In this case, neither of plaintiff's two objections to the Report and Recommendation warrant de novo review by the court because they "simply reiterate[] the original arguments" plaintiff made before Magistrate Judge Go. Zaretsky, 2012 U.S. Dist. LEXIS 84291, at *4. Plaintiff's instant objections are plainly the same arguments plaintiff already raised before Magistrate Judge Go prior to the show cause hearing and the issuance of the Report and Recommendation. (Compare Plff. Obj. at 1-9 with Plff. Opp. at 2-7.) Indeed, every legal authority cited in plaintiff's objections to Magistrate Go's Report and Recommendation was already cited and discussed in plaintiff's opposition to defendant's motion for prejudgment relief. (Compare Plff. Obj. at pg. (ii) with Plff. Opp. at pg. (ii).) Furthermore, Magistrate Judge Go also addressed all of the arguments in plaintiff's objections to the Report and Recommendation in the Report and Recommendation itself. (R&R at 3-4 (discussing and rejecting plaintiff's argument that New York law requires showing of dissipation or danger of dissipation of assets before ordering prejudgment restraint), 5 (discussing and rejecting plaintiff's argument that Fed. R. Civ. Proc. 64 precludes defendant's requested remedy of post-verdict discovery).) The court will thus review Magistrate Judge Go's Report and Recommendation strictly for clear error. Zaretsky, 2012 U.S. Dist. LEXIS 84291, at *4; Soley, 823 F. Supp. 2d at 228.

• [Challenge 1]: Collect every line of the rows that contains the string "tree", treating uppercase and lowercase as distinct.
The legal passage and the rows are unrelated to each other.

• [Image location labeling rows]:
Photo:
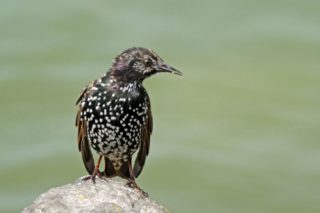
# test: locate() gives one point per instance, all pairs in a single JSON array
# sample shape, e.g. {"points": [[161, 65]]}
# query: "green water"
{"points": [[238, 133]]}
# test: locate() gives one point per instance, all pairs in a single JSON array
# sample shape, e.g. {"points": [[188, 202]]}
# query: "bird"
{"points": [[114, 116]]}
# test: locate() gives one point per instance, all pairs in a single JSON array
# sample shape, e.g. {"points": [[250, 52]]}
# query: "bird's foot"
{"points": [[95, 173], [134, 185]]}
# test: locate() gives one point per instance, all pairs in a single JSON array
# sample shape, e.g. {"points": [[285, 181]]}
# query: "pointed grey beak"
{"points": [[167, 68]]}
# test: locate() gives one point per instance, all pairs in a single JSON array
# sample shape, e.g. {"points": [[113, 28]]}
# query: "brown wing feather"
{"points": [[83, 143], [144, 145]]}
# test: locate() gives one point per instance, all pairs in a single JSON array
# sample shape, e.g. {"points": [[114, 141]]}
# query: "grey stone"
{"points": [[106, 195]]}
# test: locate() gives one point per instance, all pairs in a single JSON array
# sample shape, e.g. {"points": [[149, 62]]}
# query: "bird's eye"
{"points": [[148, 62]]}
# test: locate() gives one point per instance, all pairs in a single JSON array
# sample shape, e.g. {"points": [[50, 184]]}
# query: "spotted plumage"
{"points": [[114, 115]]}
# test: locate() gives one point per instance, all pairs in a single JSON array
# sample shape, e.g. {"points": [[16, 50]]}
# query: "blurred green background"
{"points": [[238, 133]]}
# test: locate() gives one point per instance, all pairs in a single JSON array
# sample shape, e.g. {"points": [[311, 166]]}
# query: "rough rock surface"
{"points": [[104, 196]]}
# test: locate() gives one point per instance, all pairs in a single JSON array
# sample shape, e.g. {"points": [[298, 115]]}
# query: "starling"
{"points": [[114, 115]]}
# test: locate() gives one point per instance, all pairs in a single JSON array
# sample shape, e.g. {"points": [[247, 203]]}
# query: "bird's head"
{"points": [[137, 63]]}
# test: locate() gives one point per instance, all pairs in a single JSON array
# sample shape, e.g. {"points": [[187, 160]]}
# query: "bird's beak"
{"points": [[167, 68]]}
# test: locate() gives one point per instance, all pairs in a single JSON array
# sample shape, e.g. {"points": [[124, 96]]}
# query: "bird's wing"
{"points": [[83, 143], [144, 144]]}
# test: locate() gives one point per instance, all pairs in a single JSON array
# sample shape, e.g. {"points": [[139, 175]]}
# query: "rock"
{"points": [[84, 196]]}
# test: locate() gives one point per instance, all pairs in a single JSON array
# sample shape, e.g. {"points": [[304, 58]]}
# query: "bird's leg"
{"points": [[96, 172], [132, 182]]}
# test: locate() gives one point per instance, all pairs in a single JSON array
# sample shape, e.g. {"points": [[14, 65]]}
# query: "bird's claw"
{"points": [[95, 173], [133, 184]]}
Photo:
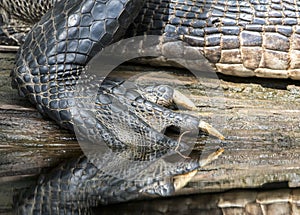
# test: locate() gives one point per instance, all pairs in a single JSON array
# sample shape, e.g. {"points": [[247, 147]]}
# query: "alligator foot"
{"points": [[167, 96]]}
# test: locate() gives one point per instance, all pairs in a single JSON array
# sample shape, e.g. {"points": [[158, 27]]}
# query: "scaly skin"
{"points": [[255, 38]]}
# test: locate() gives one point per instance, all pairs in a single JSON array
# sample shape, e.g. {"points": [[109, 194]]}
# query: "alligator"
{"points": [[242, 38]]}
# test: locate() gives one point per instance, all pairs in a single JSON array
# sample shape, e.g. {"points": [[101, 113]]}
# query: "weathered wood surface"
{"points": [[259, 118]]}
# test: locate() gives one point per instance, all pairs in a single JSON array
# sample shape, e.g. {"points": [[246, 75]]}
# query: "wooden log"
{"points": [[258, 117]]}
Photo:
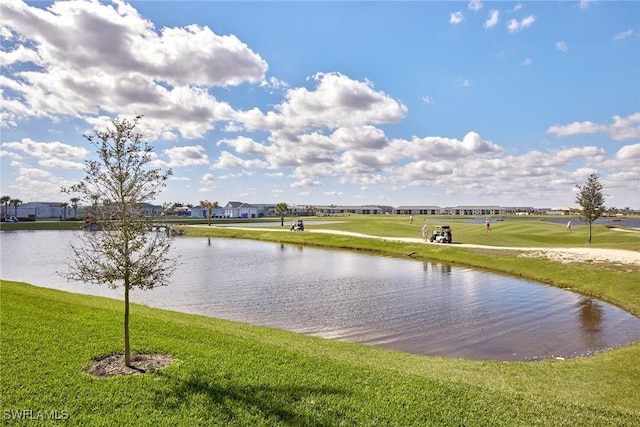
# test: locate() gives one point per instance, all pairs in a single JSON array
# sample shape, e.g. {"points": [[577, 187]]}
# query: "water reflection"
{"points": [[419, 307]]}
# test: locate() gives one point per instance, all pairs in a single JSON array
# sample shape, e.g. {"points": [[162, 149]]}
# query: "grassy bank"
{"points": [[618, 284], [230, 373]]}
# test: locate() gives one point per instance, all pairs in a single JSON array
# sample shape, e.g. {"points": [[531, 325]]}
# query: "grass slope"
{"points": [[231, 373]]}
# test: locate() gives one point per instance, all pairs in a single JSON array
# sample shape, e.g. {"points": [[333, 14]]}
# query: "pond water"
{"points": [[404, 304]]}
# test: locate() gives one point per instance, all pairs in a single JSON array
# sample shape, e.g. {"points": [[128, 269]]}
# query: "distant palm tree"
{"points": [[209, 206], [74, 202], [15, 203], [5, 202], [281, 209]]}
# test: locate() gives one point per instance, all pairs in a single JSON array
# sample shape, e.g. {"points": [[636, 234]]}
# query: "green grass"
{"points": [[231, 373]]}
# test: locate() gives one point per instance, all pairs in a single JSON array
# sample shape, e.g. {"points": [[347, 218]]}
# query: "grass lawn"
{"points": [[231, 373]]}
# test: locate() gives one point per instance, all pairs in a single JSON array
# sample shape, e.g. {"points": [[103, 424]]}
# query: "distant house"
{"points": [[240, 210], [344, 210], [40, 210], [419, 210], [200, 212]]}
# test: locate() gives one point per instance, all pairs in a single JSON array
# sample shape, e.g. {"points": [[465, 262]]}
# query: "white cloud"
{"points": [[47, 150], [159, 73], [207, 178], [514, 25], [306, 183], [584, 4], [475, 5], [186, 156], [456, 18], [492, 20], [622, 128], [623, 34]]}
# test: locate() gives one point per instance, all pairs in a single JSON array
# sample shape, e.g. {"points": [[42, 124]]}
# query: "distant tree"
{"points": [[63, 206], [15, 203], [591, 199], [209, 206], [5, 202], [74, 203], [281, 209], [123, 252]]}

• [Challenge 2]:
Answer these questions about the legal passage:
(a) Under what standard will the court review Magistrate Judge Go's Report and Recommendation?
(b) Which rule did plaintiff argue precludes defendant's requested remedy of post-verdict discovery?
(c) According to plaintiff's argument, what does New York law require before a prejudgment restraint is ordered?

• [Written reply 1]:
# query: "distant palm tree"
# query: "distant tree"

• [Written reply 2]:
(a) Clear error.
(b) Fed. R. Civ. Proc. 64.
(c) A showing of dissipation or danger of dissipation of assets.